■ DATA SHOWN:

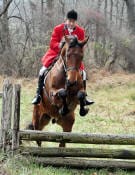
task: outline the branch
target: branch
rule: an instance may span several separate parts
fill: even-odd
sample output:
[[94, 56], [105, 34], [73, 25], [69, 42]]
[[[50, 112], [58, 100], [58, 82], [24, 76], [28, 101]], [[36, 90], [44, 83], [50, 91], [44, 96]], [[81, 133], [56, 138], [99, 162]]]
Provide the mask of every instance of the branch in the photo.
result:
[[12, 1], [13, 1], [13, 0], [9, 0], [9, 1], [7, 2], [5, 8], [4, 8], [3, 11], [0, 13], [0, 17], [1, 17], [4, 13], [6, 13], [6, 11], [8, 10], [8, 7], [10, 6], [10, 4], [11, 4]]
[[20, 16], [9, 16], [8, 17], [8, 19], [11, 19], [11, 18], [16, 18], [16, 19], [20, 19], [21, 21], [23, 21], [23, 22], [25, 22], [25, 20], [22, 18], [22, 17], [20, 17]]

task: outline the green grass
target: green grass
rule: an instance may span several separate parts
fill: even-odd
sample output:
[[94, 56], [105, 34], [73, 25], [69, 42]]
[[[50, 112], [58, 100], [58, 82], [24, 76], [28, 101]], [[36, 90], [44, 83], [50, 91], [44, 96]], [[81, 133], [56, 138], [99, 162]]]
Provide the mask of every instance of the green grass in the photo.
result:
[[[31, 121], [32, 105], [31, 100], [35, 94], [35, 88], [22, 86], [21, 92], [21, 129]], [[90, 107], [90, 112], [86, 117], [80, 117], [76, 110], [76, 121], [73, 132], [109, 133], [109, 134], [135, 134], [135, 83], [130, 81], [125, 84], [106, 84], [102, 86], [94, 85], [88, 89], [88, 94], [95, 100], [95, 104]], [[1, 106], [1, 100], [0, 100]], [[60, 126], [51, 123], [45, 128], [47, 131], [59, 131]], [[24, 145], [35, 145], [34, 142], [24, 142]], [[44, 143], [43, 146], [58, 146], [57, 143]], [[82, 145], [67, 144], [67, 147], [117, 147], [102, 145]], [[118, 148], [124, 146], [118, 146]], [[134, 148], [126, 146], [126, 148]], [[3, 155], [0, 154], [0, 159]], [[134, 172], [116, 170], [109, 172], [107, 169], [75, 170], [68, 168], [53, 168], [37, 166], [26, 158], [16, 155], [8, 157], [2, 164], [7, 173], [11, 175], [132, 175]]]

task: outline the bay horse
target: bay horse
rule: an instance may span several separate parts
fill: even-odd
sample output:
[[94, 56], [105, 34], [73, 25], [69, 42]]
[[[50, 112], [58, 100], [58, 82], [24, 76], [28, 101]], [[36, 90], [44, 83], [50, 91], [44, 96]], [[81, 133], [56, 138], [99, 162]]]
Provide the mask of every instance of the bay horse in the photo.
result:
[[[65, 45], [46, 75], [42, 100], [34, 105], [32, 123], [27, 129], [42, 130], [52, 119], [53, 123], [62, 127], [63, 132], [71, 132], [77, 105], [80, 104], [81, 116], [88, 113], [84, 107], [86, 93], [79, 70], [84, 56], [83, 46], [87, 41], [88, 38], [78, 41], [76, 36], [65, 36]], [[41, 146], [40, 141], [37, 144]], [[65, 147], [65, 142], [61, 142], [59, 147]]]

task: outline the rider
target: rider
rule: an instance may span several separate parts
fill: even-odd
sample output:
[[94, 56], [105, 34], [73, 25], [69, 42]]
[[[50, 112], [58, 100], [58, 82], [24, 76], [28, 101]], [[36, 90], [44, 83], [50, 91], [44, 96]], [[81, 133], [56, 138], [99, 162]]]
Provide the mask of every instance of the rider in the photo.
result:
[[[48, 67], [54, 62], [54, 60], [59, 55], [60, 49], [63, 44], [63, 35], [64, 35], [63, 31], [65, 31], [66, 35], [76, 35], [78, 37], [78, 40], [84, 40], [85, 31], [76, 23], [77, 16], [78, 16], [77, 12], [71, 10], [67, 13], [65, 23], [59, 24], [56, 27], [54, 27], [50, 40], [50, 48], [42, 58], [43, 66], [39, 71], [37, 94], [33, 99], [32, 104], [40, 103], [41, 92], [44, 86], [44, 76], [45, 73], [48, 71]], [[84, 89], [86, 89], [86, 72], [84, 70], [83, 63], [81, 63], [80, 70], [83, 73]], [[94, 103], [93, 101], [85, 99], [85, 105], [90, 105], [93, 103]]]

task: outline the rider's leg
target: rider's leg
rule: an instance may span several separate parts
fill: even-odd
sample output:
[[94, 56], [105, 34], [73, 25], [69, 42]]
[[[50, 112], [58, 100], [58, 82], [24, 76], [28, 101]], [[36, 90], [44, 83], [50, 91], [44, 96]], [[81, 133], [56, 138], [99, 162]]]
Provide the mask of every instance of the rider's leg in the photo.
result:
[[39, 104], [41, 101], [41, 93], [44, 86], [44, 77], [45, 72], [47, 71], [47, 68], [45, 66], [41, 67], [39, 71], [39, 78], [38, 78], [38, 87], [35, 98], [32, 100], [32, 104]]
[[[87, 80], [87, 75], [86, 75], [86, 71], [85, 70], [83, 70], [82, 71], [82, 76], [83, 76], [83, 86], [84, 86], [84, 90], [86, 91], [86, 80]], [[86, 93], [86, 96], [87, 96], [87, 93]], [[85, 102], [84, 102], [84, 104], [85, 105], [91, 105], [91, 104], [93, 104], [94, 103], [94, 101], [92, 101], [92, 100], [88, 100], [87, 98], [85, 98]]]

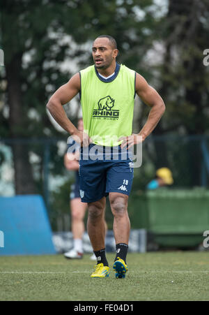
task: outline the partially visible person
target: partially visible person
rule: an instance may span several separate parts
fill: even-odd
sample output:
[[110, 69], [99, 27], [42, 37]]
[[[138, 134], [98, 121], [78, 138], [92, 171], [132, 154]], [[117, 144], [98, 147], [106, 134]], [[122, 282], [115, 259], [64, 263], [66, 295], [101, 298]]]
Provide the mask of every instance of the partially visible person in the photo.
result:
[[[77, 129], [80, 131], [84, 130], [83, 119], [80, 118], [78, 121]], [[80, 145], [76, 145], [75, 140], [68, 145], [68, 150], [72, 147], [75, 149], [72, 152], [68, 152], [64, 156], [64, 165], [67, 170], [74, 170], [75, 175], [75, 183], [71, 185], [70, 194], [70, 207], [71, 210], [71, 229], [73, 235], [73, 247], [69, 251], [64, 254], [64, 256], [68, 259], [79, 259], [83, 257], [83, 235], [85, 231], [84, 219], [87, 210], [87, 203], [81, 201], [79, 193], [79, 157]], [[107, 224], [105, 222], [107, 230]], [[95, 260], [93, 254], [91, 259]]]
[[173, 184], [172, 172], [168, 168], [161, 168], [157, 170], [155, 178], [150, 182], [146, 188], [149, 190], [157, 189], [164, 186]]
[[[84, 130], [83, 119], [78, 121], [78, 130]], [[76, 142], [72, 141], [72, 144], [68, 145], [68, 150], [72, 145], [75, 147]], [[75, 181], [75, 184], [71, 185], [70, 194], [70, 207], [71, 211], [71, 229], [73, 235], [73, 248], [64, 254], [66, 258], [82, 258], [83, 257], [83, 235], [85, 230], [84, 218], [87, 209], [87, 203], [82, 203], [79, 193], [79, 149], [75, 147], [75, 149], [72, 152], [67, 152], [64, 156], [64, 165], [67, 170], [74, 170]], [[67, 150], [67, 151], [68, 151]]]

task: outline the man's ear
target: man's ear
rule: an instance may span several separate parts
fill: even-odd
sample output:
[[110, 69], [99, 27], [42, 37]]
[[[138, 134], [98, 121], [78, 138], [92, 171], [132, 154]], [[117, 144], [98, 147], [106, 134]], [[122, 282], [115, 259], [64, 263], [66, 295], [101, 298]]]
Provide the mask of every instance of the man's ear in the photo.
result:
[[114, 57], [114, 58], [116, 58], [116, 57], [118, 56], [118, 50], [114, 49], [114, 54], [113, 54], [113, 57]]

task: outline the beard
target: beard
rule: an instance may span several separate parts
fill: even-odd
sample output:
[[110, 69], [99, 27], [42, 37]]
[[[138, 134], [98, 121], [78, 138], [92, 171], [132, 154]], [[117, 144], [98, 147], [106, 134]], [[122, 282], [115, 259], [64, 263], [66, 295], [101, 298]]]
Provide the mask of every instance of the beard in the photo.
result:
[[111, 65], [112, 60], [113, 59], [111, 58], [109, 58], [107, 60], [106, 59], [105, 61], [102, 60], [101, 64], [96, 64], [96, 62], [94, 60], [94, 64], [97, 69], [107, 69]]

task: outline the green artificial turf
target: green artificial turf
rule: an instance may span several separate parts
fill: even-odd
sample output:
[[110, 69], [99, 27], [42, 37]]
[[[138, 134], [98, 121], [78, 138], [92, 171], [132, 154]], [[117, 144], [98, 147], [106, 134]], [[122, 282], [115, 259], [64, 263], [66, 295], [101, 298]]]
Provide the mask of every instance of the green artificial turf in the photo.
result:
[[63, 255], [0, 257], [0, 300], [209, 300], [209, 252], [129, 254], [125, 279], [92, 279], [95, 263]]

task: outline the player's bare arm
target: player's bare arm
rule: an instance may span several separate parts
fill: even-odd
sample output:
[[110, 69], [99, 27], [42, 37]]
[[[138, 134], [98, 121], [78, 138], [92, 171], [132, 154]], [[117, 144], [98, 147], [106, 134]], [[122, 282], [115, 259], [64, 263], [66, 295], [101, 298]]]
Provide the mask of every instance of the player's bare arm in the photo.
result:
[[165, 105], [161, 96], [139, 73], [136, 75], [136, 93], [144, 103], [150, 107], [150, 111], [146, 124], [137, 135], [134, 135], [134, 137], [122, 137], [121, 138], [121, 140], [123, 140], [121, 144], [122, 148], [125, 147], [127, 142], [129, 148], [139, 143], [141, 139], [144, 141], [155, 129], [165, 111]]
[[[76, 73], [65, 85], [61, 86], [51, 96], [47, 104], [52, 116], [56, 122], [70, 135], [76, 138], [75, 140], [80, 139], [82, 145], [88, 145], [88, 135], [77, 130], [74, 124], [68, 118], [63, 105], [70, 102], [80, 91], [81, 82], [79, 73]], [[78, 137], [78, 138], [77, 138]]]
[[79, 168], [79, 152], [66, 153], [64, 156], [64, 165], [68, 170], [78, 170]]

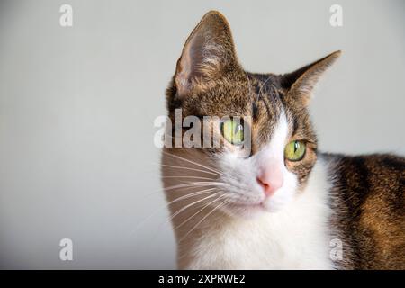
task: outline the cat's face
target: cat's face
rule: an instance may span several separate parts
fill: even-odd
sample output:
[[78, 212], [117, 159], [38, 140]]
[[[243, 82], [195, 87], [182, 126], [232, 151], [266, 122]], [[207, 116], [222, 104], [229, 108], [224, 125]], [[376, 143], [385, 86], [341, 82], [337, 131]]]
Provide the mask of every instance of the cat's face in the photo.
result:
[[[168, 198], [201, 201], [232, 215], [275, 212], [293, 202], [317, 159], [307, 109], [310, 90], [338, 56], [284, 76], [250, 74], [237, 60], [226, 20], [218, 13], [206, 14], [187, 40], [167, 89], [169, 116], [174, 119], [174, 110], [182, 109], [183, 118], [238, 116], [248, 121], [240, 126], [232, 118], [210, 120], [210, 131], [220, 139], [220, 148], [166, 149], [165, 186], [195, 188]], [[250, 137], [242, 137], [242, 130]], [[247, 154], [241, 144], [248, 140]], [[183, 171], [168, 167], [180, 166]]]

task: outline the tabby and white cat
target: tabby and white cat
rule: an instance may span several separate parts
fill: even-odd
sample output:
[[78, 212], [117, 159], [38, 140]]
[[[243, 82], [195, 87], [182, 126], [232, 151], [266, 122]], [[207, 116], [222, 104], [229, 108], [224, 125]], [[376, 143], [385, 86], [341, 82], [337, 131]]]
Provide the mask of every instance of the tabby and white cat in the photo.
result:
[[405, 268], [405, 159], [317, 150], [308, 104], [339, 55], [252, 74], [220, 13], [193, 31], [166, 91], [169, 118], [250, 116], [251, 152], [238, 155], [246, 128], [231, 120], [210, 122], [220, 148], [164, 148], [179, 268]]

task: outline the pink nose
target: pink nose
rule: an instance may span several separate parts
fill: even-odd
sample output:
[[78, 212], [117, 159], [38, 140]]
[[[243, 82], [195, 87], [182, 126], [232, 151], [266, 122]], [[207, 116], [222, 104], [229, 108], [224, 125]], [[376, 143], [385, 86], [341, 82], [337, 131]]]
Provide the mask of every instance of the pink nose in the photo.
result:
[[283, 186], [283, 176], [278, 171], [266, 171], [256, 178], [257, 183], [262, 186], [266, 196], [272, 196], [274, 192]]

■ INSTRUCTION:
Duplicate the data from the line containing "task: outline the tabby and white cat" through the end of the data, reproducing each line unchanged.

■ SOLVED EXERCISE:
task: outline the tabby and white cat
target: tabby and white cat
rule: an instance may span several separate parts
fill: even-odd
sample output:
[[78, 212], [117, 159], [38, 140]]
[[[243, 82], [195, 87], [182, 126], [232, 151], [266, 122]], [[207, 116], [222, 104], [229, 108], [224, 125]], [[376, 143], [385, 86], [341, 82], [337, 131]]]
Provide the mask of every instance of the tabby and white cat in the photo.
result:
[[405, 268], [405, 159], [317, 150], [308, 104], [339, 55], [252, 74], [220, 13], [193, 31], [166, 91], [169, 118], [250, 116], [251, 152], [238, 155], [246, 128], [231, 120], [210, 122], [220, 148], [164, 148], [179, 268]]

task: outline the pink nose
target: pink nose
rule: an instance may span several separate parts
fill: even-odd
sample output:
[[78, 212], [117, 159], [38, 140]]
[[[243, 82], [195, 87], [182, 126], [232, 151], [266, 122]], [[207, 116], [222, 104], [229, 108], [224, 125]], [[376, 143], [385, 86], [341, 82], [337, 131]]]
Provide the mask of every instance of the pink nose in the photo.
result:
[[283, 186], [283, 176], [278, 171], [266, 171], [256, 178], [257, 183], [262, 186], [266, 196], [272, 196], [274, 192]]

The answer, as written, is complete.